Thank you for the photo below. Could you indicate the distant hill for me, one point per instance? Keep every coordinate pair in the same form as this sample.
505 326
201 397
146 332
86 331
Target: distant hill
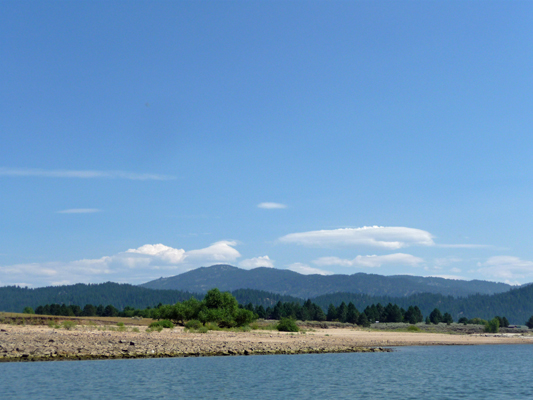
14 299
515 304
285 282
· · · ·
• Required task:
Turn every line of the entries above into a numbered list, skipping blank lines and leaving out the pictures.

• Problem solution:
1. Thank you for the photo below. Could you indicate the distant hill for me, one point per instance? Keep every coordinate pair in the same form as this sample.
2. 505 326
3. 201 397
4. 146 332
5. 86 331
6. Target: distant hill
7. 14 299
8. 515 304
9. 285 282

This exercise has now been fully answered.